◆ **WHAT THE EXERCISE ASKS**: Lay out every line of the items below as a Markdown table with the columns Row and Line. Number each row, and leave out blank lines.

◆ **ROWS**:
########
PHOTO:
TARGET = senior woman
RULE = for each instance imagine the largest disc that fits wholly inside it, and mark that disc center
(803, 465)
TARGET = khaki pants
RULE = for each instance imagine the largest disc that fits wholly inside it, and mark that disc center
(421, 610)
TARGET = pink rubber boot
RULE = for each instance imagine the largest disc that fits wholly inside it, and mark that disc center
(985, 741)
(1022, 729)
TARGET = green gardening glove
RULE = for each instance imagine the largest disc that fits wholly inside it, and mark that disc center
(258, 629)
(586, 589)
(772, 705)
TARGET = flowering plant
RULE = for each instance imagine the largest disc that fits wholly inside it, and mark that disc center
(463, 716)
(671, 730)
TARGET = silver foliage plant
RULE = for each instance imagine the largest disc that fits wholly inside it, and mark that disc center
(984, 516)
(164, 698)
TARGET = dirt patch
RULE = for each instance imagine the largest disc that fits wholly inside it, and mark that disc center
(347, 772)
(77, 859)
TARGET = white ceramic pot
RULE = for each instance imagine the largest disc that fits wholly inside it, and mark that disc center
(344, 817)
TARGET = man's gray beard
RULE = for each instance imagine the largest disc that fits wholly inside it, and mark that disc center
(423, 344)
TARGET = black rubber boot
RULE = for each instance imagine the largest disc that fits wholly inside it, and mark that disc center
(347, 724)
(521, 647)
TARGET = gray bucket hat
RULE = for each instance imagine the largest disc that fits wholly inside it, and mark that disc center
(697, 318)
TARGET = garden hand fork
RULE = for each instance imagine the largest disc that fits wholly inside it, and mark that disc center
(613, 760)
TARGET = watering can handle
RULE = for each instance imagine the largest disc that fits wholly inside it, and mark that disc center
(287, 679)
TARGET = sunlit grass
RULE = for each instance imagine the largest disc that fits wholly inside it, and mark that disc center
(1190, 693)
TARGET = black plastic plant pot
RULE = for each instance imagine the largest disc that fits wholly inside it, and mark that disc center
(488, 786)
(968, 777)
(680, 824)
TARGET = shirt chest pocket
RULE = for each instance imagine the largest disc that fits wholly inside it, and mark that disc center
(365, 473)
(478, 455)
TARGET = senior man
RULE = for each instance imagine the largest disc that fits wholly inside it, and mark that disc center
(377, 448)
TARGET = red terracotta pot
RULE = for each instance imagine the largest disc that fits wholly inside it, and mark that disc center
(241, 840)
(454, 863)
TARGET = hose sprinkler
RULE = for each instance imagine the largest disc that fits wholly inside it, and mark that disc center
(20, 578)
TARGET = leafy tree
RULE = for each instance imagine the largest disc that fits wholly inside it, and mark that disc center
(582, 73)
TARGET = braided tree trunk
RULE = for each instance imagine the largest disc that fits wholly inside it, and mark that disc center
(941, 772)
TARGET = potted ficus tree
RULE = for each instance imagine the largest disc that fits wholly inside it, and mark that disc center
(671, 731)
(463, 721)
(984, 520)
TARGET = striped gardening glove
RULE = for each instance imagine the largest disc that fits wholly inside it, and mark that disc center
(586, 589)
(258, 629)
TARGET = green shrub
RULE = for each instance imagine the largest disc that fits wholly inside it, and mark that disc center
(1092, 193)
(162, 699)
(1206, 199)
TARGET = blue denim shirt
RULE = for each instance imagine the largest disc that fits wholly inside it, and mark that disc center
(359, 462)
########
◆ **TASK SOLUTION**:
| Row | Line |
|---|---|
| 1 | PHOTO: |
| 2 | TARGET = senior woman |
| 3 | RULE = for each instance imagine the largest disc that fits wholly inside it, and mark that disc center |
| 4 | (803, 465) |
| 5 | TARGET = khaki pants |
| 6 | RULE = for each instance imagine the largest disc that fits wholly inside it, and mark that disc center |
| 7 | (421, 610) |
| 8 | TARGET = pink rubber boot |
| 9 | RULE = for each instance imagine the largest disc that fits wholly inside it, and mark that disc center |
| 10 | (985, 741) |
| 11 | (1022, 729) |
| 12 | TARGET = green gardening glove |
| 13 | RULE = for each instance imagine the largest disc that fits wholly inside it, and mark that disc center |
| 14 | (258, 629) |
| 15 | (586, 589) |
| 16 | (772, 705) |
| 17 | TARGET = flowering plant |
| 18 | RULE = for each instance imagine the largest disc that fits wholly inside it, and mark that disc center |
| 19 | (463, 716) |
| 20 | (671, 730) |
| 21 | TARGET = silver foliage plant |
| 22 | RULE = for each instance imagine the largest disc that fits wholly inside it, and mark that disc center |
| 23 | (984, 516) |
| 24 | (164, 698) |
| 25 | TARGET = dirt patch |
| 26 | RULE = for each instance imagine the largest disc that fits wholly inside it, and mark that disc center |
| 27 | (347, 772) |
| 28 | (77, 859) |
| 29 | TARGET = white ceramic pot |
| 30 | RULE = for each instance imagine the largest disc that fits wholly inside it, and mark that disc center |
| 31 | (344, 817) |
| 32 | TARGET = man's gray beard |
| 33 | RULE = for each instance imagine the largest disc that fits wholly inside it, and mark that disc center |
| 34 | (423, 344) |
| 35 | TARGET = black rubber boot |
| 36 | RULE = for each instance imagine the largest disc that fits wholly inside it, and mark that disc center |
| 37 | (347, 724) |
| 38 | (521, 647) |
| 39 | TARGET = gray bucket hat |
| 40 | RULE = for each instance imagine the largest disc that fits wholly inside it, and mark that disc center |
| 41 | (697, 318) |
| 42 | TARGET = garden hand fork |
| 43 | RULE = for each instance imagine the largest disc that fits wholly inside it, and mark that disc center |
| 44 | (613, 760) |
| 45 | TARGET = watering can handle |
| 46 | RULE = for each instance imagine the largest disc that fits wholly inside it, and mark that disc center |
| 47 | (287, 679) |
| 48 | TARGET = sunlit grass |
| 49 | RULE = for each instance imagine the largest disc that fits wholly inside it, and mark that disc center |
| 50 | (1190, 693) |
| 51 | TARGET = black plastic plant pot |
| 52 | RULE = for each instance imagine the largest disc that fits wholly inside it, and mark that disc center |
| 53 | (488, 786) |
| 54 | (968, 777) |
| 55 | (680, 824) |
| 56 | TARGET = shirt chest pocket |
| 57 | RULE = for each instance imagine the largest disc that fits wholly inside it, and mark that disc center |
| 58 | (365, 473) |
| 59 | (478, 455) |
| 60 | TARGET = senior man |
| 61 | RULE = for each instance imagine the largest disc that fits wholly inside it, and mark that disc center |
| 62 | (377, 448) |
| 63 | TARGET = red terracotta pot |
| 64 | RULE = for each instance imagine the largest disc that fits wholly inside it, and mark that disc center |
| 65 | (241, 840) |
| 66 | (454, 863) |
| 67 | TARGET = hose sprinkler |
| 68 | RULE = for each instance imagine the largest disc that fits wholly inside it, and mark that disc center |
| 69 | (20, 578) |
| 70 | TARGET = leafy tree |
| 71 | RULE = for each instance imagine the largest disc that fits wholly inside it, and mark that disc center |
| 72 | (582, 73) |
| 73 | TARGET = braided tree trunk |
| 74 | RULE = for each instance imagine the largest disc that fits wholly inside it, and mark that disc center |
| 75 | (941, 772) |
| 76 | TARGET = potted ficus tree |
| 77 | RULE = for each instance imagine the largest disc that fits wholly inside it, and mark that disc center |
| 78 | (671, 731) |
| 79 | (463, 721) |
| 80 | (984, 520) |
| 81 | TARGET = striped gardening glove |
| 82 | RULE = for each instance imagine the largest disc that fits wholly inside it, and mark that disc center |
| 83 | (586, 589) |
| 84 | (258, 629) |
| 85 | TARGET = green shrub |
| 86 | RULE = for each instance imagine the largest disc that fits wholly inside it, and mark that disc center |
| 87 | (1092, 193) |
| 88 | (162, 699) |
| 89 | (1206, 199) |
| 90 | TARGET = blue denim shirt |
| 91 | RULE = for each instance imagine the largest disc that fits wholly inside it, and mark that disc center |
| 92 | (359, 462) |